### [Prompt]
Give again, word for word, every line below from the one that has "The function MUST provide one marker per instance of the white" through the one that has "The function MUST provide one marker per instance of the green", both included, and no others.

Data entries

# # #

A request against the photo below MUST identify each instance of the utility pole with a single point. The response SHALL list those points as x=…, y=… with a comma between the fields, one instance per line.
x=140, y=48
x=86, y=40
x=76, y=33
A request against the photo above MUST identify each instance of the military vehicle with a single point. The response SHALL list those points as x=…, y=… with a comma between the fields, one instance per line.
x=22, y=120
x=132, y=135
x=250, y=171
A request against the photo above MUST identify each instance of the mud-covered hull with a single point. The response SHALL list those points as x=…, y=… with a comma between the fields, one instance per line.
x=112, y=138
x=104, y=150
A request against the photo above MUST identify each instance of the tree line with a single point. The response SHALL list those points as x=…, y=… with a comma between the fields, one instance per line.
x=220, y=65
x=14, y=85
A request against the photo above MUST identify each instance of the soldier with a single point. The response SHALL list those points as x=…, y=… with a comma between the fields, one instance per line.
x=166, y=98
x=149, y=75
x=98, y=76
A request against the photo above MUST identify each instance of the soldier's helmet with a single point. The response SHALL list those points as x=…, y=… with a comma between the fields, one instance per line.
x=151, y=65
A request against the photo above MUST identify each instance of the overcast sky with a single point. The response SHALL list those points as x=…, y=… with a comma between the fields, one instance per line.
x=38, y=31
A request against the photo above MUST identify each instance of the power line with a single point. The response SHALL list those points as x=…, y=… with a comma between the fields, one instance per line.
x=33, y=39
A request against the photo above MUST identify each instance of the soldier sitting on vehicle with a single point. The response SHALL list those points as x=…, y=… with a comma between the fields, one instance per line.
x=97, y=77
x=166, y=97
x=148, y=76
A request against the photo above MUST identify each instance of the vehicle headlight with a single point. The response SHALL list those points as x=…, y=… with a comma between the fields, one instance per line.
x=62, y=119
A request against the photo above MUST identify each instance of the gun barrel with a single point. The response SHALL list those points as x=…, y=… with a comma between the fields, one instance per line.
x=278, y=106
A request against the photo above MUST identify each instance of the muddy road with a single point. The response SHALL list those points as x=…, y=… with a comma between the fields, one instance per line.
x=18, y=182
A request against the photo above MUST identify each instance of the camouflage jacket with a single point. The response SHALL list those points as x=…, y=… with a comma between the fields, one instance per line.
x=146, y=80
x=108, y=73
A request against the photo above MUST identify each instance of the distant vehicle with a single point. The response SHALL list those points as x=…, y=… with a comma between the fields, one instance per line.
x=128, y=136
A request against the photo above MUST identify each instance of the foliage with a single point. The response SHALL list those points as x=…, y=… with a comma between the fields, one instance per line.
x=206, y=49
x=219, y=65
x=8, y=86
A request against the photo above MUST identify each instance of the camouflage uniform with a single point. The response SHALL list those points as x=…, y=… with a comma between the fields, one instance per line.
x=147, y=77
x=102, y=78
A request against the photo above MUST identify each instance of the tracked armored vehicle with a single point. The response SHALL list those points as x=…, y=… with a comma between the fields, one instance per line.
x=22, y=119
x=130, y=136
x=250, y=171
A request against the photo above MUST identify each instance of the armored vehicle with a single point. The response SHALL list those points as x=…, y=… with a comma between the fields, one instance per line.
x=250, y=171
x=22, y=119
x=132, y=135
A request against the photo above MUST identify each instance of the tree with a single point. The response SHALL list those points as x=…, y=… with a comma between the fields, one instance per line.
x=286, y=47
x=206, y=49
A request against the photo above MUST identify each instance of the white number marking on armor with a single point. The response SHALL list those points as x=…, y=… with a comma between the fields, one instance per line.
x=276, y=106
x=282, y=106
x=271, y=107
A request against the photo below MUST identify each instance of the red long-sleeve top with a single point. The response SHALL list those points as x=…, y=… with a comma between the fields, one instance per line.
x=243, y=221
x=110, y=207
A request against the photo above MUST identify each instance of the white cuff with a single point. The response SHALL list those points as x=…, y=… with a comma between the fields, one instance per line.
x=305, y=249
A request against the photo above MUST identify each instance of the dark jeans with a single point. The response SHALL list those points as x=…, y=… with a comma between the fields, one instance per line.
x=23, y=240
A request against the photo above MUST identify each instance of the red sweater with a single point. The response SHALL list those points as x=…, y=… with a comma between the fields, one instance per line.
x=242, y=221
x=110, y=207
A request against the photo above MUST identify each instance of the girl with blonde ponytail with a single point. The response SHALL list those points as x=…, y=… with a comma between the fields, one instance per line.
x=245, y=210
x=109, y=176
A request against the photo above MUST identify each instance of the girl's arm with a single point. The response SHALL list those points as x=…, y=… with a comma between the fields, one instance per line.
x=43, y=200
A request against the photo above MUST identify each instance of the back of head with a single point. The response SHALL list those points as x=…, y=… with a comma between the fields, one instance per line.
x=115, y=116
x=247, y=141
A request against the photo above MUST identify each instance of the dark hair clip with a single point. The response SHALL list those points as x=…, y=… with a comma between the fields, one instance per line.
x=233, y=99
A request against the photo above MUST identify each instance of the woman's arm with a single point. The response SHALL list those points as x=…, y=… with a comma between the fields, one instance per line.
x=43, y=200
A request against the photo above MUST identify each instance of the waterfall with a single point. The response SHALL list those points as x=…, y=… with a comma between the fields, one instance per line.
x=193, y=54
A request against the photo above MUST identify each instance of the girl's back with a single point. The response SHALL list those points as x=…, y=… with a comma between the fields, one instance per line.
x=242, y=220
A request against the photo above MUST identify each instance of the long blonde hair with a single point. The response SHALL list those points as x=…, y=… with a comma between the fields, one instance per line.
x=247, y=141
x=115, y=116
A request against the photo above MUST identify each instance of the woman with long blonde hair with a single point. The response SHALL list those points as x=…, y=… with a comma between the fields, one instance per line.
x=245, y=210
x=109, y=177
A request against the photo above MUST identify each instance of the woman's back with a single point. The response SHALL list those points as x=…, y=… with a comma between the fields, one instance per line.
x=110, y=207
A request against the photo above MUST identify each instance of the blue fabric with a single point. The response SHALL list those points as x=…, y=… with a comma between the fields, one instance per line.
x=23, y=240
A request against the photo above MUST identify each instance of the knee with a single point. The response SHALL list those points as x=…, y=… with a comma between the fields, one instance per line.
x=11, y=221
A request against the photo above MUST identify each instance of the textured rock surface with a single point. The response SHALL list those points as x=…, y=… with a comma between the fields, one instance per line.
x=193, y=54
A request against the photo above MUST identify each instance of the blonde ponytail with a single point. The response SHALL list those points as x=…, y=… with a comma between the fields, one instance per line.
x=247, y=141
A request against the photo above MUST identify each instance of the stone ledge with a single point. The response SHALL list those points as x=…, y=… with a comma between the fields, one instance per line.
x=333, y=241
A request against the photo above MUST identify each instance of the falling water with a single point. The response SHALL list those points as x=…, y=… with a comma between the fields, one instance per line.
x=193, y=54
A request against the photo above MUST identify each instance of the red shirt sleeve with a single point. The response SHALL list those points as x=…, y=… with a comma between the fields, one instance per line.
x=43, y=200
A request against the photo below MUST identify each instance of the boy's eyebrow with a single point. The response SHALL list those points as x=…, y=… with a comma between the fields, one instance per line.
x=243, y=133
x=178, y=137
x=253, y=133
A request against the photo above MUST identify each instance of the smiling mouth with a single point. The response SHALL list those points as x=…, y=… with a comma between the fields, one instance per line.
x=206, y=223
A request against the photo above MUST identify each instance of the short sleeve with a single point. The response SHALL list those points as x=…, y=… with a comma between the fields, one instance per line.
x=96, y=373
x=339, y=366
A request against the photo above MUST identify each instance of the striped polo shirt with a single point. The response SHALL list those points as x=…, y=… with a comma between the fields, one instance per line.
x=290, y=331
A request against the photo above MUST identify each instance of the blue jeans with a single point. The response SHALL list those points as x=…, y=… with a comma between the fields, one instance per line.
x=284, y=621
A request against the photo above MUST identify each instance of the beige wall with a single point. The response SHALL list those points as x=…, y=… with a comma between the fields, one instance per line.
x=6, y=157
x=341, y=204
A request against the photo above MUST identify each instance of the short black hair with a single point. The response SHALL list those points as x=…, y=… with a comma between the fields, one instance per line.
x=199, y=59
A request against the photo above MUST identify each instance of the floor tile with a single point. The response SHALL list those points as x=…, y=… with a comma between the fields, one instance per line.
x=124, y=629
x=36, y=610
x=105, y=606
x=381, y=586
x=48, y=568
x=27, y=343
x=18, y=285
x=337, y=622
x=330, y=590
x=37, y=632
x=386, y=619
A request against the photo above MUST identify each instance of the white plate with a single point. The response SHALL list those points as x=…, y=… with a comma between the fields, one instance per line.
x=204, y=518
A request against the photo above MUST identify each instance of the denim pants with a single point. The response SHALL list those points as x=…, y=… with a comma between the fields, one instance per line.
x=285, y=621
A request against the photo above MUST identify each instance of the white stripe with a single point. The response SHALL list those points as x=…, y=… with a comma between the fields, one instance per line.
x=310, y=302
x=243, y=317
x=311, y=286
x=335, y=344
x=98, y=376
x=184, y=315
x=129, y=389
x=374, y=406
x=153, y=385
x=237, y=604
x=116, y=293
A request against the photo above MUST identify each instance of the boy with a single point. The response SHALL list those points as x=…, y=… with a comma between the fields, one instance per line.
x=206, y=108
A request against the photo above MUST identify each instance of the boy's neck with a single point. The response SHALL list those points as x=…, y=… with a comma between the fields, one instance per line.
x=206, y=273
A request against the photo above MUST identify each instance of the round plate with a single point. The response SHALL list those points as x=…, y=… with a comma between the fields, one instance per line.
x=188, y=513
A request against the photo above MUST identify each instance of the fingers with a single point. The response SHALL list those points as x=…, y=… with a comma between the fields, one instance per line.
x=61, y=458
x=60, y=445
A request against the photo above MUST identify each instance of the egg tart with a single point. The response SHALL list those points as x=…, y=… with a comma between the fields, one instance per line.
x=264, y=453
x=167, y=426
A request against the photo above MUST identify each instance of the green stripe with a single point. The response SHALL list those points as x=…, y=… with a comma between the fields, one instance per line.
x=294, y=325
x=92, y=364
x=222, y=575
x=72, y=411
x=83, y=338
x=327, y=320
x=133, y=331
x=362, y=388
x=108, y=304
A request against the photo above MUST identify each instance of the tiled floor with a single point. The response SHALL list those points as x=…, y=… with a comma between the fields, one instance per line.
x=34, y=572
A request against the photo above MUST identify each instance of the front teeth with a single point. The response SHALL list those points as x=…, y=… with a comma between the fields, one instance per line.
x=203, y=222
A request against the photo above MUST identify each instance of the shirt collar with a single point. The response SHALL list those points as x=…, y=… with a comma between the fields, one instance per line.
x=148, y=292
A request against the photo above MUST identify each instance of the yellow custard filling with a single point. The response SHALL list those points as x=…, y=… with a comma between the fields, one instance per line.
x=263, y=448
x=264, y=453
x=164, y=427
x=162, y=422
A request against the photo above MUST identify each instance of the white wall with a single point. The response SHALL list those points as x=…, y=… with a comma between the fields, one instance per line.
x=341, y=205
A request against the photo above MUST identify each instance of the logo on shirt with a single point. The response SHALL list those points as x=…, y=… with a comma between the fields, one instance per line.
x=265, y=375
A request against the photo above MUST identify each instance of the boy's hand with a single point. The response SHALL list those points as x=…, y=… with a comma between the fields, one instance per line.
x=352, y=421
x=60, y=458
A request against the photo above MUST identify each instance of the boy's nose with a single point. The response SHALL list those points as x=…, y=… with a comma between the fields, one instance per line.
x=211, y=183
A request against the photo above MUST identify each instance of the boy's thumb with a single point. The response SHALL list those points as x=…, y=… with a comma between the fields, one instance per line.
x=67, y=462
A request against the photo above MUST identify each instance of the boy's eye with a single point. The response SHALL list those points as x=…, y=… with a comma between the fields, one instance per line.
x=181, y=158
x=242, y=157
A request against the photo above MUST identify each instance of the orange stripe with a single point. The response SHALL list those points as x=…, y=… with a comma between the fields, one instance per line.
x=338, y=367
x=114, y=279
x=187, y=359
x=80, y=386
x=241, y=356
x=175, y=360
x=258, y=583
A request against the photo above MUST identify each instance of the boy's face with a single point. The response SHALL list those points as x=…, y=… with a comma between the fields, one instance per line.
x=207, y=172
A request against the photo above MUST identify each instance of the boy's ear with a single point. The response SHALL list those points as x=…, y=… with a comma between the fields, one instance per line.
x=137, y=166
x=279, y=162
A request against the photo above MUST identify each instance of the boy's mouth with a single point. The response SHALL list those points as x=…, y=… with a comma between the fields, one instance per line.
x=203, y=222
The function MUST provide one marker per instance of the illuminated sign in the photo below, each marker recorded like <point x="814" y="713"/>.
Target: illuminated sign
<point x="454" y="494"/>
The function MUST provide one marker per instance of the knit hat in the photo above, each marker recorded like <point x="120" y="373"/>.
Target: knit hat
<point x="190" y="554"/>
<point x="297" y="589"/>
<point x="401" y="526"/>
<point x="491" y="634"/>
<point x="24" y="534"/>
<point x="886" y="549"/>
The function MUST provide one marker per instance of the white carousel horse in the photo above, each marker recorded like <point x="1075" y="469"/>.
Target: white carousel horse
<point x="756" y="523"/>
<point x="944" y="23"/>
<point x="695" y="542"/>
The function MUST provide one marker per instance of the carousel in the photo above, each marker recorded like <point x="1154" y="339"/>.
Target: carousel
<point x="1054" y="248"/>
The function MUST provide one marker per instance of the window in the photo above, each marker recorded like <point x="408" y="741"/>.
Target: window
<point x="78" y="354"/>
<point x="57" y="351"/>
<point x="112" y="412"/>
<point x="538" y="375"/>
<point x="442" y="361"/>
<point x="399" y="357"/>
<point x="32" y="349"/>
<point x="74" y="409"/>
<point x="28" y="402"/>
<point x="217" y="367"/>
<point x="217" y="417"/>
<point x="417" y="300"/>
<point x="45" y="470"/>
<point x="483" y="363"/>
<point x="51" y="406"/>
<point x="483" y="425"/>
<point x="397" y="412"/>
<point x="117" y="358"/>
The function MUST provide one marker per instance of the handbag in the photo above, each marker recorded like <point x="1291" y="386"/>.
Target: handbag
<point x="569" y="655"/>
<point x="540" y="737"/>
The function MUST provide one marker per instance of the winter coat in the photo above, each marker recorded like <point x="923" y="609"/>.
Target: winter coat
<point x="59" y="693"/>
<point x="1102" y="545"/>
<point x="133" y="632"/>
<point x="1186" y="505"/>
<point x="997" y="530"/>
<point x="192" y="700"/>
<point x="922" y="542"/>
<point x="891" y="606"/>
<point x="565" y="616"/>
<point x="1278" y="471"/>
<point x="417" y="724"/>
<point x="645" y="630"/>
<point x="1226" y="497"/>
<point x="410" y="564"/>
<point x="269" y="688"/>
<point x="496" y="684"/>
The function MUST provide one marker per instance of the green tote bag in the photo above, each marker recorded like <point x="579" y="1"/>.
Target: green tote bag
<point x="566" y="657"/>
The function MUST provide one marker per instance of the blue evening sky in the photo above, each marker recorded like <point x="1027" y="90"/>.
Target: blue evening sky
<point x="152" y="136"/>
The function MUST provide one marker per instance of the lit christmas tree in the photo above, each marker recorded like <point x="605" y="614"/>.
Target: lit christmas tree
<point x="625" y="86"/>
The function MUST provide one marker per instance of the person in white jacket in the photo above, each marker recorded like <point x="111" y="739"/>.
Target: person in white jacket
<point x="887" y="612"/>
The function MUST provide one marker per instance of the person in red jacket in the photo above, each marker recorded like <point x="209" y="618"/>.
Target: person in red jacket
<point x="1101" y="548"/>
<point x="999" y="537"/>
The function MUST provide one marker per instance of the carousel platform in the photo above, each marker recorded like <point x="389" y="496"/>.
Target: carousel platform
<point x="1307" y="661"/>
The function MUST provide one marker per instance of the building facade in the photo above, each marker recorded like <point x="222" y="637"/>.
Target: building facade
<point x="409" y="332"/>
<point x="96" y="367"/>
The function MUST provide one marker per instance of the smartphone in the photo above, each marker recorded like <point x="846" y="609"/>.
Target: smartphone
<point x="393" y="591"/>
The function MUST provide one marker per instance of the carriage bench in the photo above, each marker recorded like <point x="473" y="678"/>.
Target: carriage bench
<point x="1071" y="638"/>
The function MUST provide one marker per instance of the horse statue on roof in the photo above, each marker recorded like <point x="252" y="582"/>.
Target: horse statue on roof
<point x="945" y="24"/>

# # #

### [Task result]
The function MUST provide one marker per instance of the white carousel horse in the photo above, each marker recorded like <point x="1075" y="469"/>.
Target: white carousel horse
<point x="756" y="523"/>
<point x="944" y="23"/>
<point x="695" y="542"/>
The function MUST provide one marker per instance of the carousel in the photo above, each marker recorded like <point x="1154" y="339"/>.
Target: carousel
<point x="1054" y="248"/>
The function MUST provide one marker per instance of the window in the photo above, each marker recorded like <point x="408" y="741"/>.
Target: window
<point x="78" y="354"/>
<point x="57" y="351"/>
<point x="112" y="412"/>
<point x="538" y="375"/>
<point x="442" y="361"/>
<point x="399" y="357"/>
<point x="32" y="349"/>
<point x="74" y="409"/>
<point x="28" y="402"/>
<point x="217" y="367"/>
<point x="217" y="417"/>
<point x="417" y="300"/>
<point x="45" y="470"/>
<point x="483" y="363"/>
<point x="51" y="406"/>
<point x="483" y="425"/>
<point x="397" y="412"/>
<point x="117" y="358"/>
The function MUST provide one marker per instance of the handbag in the photo above, each marker recorded like <point x="1291" y="386"/>.
Target: handbag
<point x="569" y="655"/>
<point x="540" y="737"/>
The function MUST provide one marker per instance of the winter coat in the photo above, each marker recorded like <point x="923" y="609"/>.
Target: winter coat
<point x="59" y="693"/>
<point x="1102" y="545"/>
<point x="133" y="632"/>
<point x="1186" y="505"/>
<point x="997" y="530"/>
<point x="192" y="700"/>
<point x="922" y="542"/>
<point x="891" y="606"/>
<point x="565" y="616"/>
<point x="1278" y="471"/>
<point x="417" y="724"/>
<point x="645" y="630"/>
<point x="1226" y="497"/>
<point x="410" y="564"/>
<point x="269" y="688"/>
<point x="496" y="684"/>
The function MUST provide one marker per instance of the green tote bag in the photo above, each marker recorded like <point x="579" y="1"/>.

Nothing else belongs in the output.